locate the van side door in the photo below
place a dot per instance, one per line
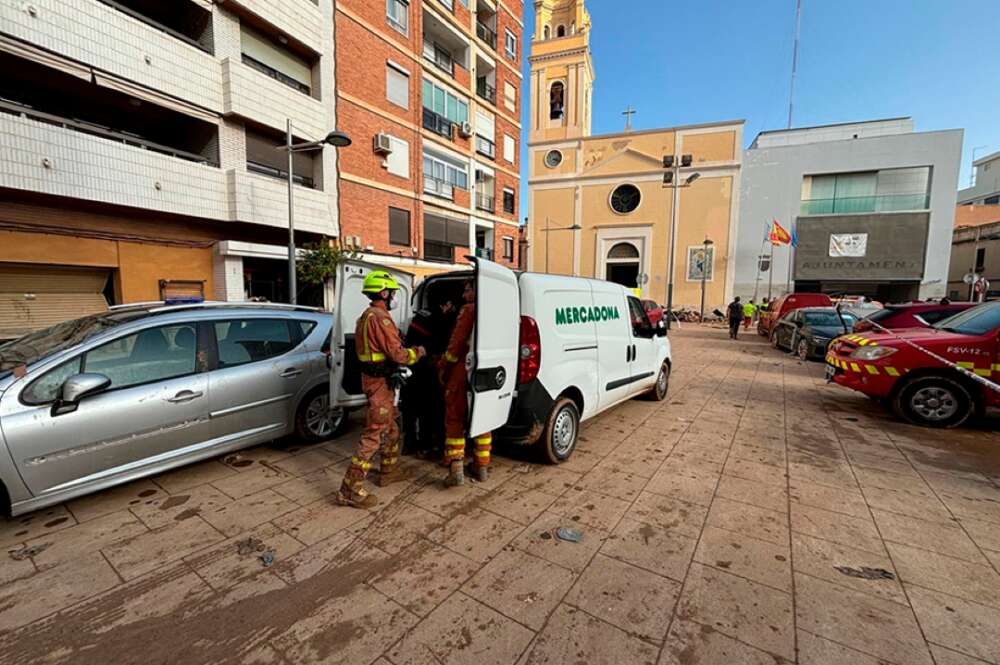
(494, 357)
(645, 350)
(350, 303)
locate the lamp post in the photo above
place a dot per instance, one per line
(671, 180)
(335, 139)
(704, 274)
(547, 230)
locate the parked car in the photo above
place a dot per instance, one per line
(807, 332)
(926, 389)
(785, 304)
(653, 311)
(108, 398)
(911, 315)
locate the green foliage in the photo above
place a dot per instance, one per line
(321, 260)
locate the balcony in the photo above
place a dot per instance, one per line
(487, 34)
(486, 202)
(486, 91)
(439, 187)
(485, 147)
(57, 156)
(863, 204)
(438, 124)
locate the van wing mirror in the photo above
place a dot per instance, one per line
(76, 388)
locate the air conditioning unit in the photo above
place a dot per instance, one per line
(382, 144)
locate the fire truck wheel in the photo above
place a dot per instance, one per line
(934, 401)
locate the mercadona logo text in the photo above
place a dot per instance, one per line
(570, 315)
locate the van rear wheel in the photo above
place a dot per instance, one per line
(561, 431)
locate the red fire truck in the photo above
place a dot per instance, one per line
(937, 376)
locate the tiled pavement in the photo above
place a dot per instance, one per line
(715, 523)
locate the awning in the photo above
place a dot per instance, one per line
(154, 97)
(36, 297)
(28, 52)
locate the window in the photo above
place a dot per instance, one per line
(625, 199)
(509, 149)
(155, 354)
(510, 97)
(275, 60)
(508, 200)
(399, 227)
(641, 327)
(397, 85)
(442, 175)
(444, 103)
(510, 45)
(557, 95)
(397, 14)
(250, 340)
(397, 162)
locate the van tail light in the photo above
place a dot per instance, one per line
(529, 351)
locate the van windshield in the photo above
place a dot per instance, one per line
(976, 321)
(35, 346)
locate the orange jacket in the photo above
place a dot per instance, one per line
(458, 345)
(376, 338)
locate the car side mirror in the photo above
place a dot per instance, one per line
(76, 388)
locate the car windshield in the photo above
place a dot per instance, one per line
(976, 321)
(828, 319)
(35, 346)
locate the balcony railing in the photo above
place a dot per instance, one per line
(437, 123)
(438, 251)
(487, 34)
(102, 132)
(862, 204)
(486, 91)
(486, 147)
(439, 187)
(486, 202)
(275, 74)
(264, 169)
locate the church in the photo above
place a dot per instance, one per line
(599, 206)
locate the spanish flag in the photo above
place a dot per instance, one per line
(778, 234)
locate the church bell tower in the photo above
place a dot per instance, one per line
(562, 73)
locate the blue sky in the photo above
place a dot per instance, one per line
(683, 62)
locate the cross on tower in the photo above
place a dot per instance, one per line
(628, 113)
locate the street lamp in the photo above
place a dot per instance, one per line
(337, 140)
(704, 274)
(671, 180)
(547, 231)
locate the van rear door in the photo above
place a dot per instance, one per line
(345, 372)
(495, 347)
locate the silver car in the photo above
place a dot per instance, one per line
(109, 398)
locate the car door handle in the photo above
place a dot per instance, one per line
(184, 396)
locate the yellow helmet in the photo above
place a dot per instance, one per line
(378, 281)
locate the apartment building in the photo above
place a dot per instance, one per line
(430, 91)
(140, 159)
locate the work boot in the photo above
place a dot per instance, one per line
• • • • •
Write out every one of the records above word for word, without the picture.

■ Complete output ■
locate the van side door in the photo below
place a dot per instance, one per line
(494, 357)
(645, 350)
(350, 303)
locate the lamp post in the photo above
place a dot per instance, one per line
(671, 180)
(335, 139)
(704, 274)
(547, 230)
locate the parked car in the photo above
place a dot per instance, one per line
(807, 332)
(926, 389)
(785, 304)
(653, 311)
(108, 398)
(911, 315)
locate the green foliage in the photo above
place a dot per instance, one per line
(321, 260)
locate the balcony in the photo above
place a dot per instance, one per line
(487, 34)
(486, 202)
(486, 91)
(439, 187)
(485, 147)
(57, 156)
(863, 204)
(438, 124)
locate the van wing mirror in the photo above
place a dot per instance, one per line
(76, 388)
locate the air conditioning unit in the photo above
place a dot per instance, one per line
(382, 144)
locate the fire truck wheel in the photo above
place a dot per instance, one per line
(934, 401)
locate the mercadona logo text in the photo above
place a dot per instance, one per line
(570, 315)
locate the van rear wheel in the photo above
place a dot per instance, one per line
(561, 431)
locate the red fire truck in the photo above
place a dot per instance, one per line
(937, 376)
locate the tiled pavement in the photo above
place a dot per instance, one per line
(715, 523)
locate the awning in the photo above
place a dot per instance, one per line
(154, 97)
(36, 297)
(28, 52)
locate the window in the photo above
place a dot per instance, one per line
(625, 199)
(509, 149)
(155, 354)
(510, 97)
(275, 60)
(508, 200)
(399, 227)
(641, 327)
(397, 85)
(442, 175)
(444, 103)
(510, 45)
(557, 95)
(397, 14)
(250, 340)
(397, 162)
locate the van tail light in the photo above
place a dot per instance, one per line
(529, 351)
locate the van windshield in the photo above
place a dot per instance, one per line
(976, 321)
(35, 346)
locate the orange jacket in the photo above
place a dot per instance, one per line
(458, 345)
(376, 338)
locate the car side mirror in the photo above
place a dot per instance, one per line
(76, 388)
locate the car windshield in the photo above
place a dot per instance, one per line
(976, 321)
(828, 319)
(35, 346)
locate the balcony railing in the photo above
place a dot per instance, one per line
(437, 123)
(438, 251)
(487, 34)
(102, 132)
(862, 204)
(486, 91)
(486, 147)
(439, 187)
(486, 202)
(275, 74)
(264, 169)
locate the church in the photo above
place a dot per instance, one per line
(599, 206)
locate the spanish flag in the photo above
place a dot per instance, one per line
(778, 234)
locate the church bell tower in the photo above
place a dot per instance, one per line
(562, 73)
locate the blue sky in the photo above
place a dot per instance, one per line
(683, 62)
locate the cross on tower in the photo above
place a dot per instance, one per line
(628, 113)
locate the street lamp in the photo above
place a dot per instance, one per line
(337, 140)
(704, 274)
(671, 180)
(547, 231)
locate the van rear door in the photo above
place a dot per instance, one per line
(345, 372)
(495, 347)
locate the silver car in the photo above
place a dot per instance, one per line
(109, 398)
locate the car door handle in the photo above
place a dot per instance, one per line
(184, 396)
locate the yellow helmet in the photo above
place a dot per instance, one per line
(378, 281)
locate the apartment building in the photo above
place a dot per instance, one per line
(430, 91)
(140, 159)
locate the work boot in the photo above
place a dot per instance, one per line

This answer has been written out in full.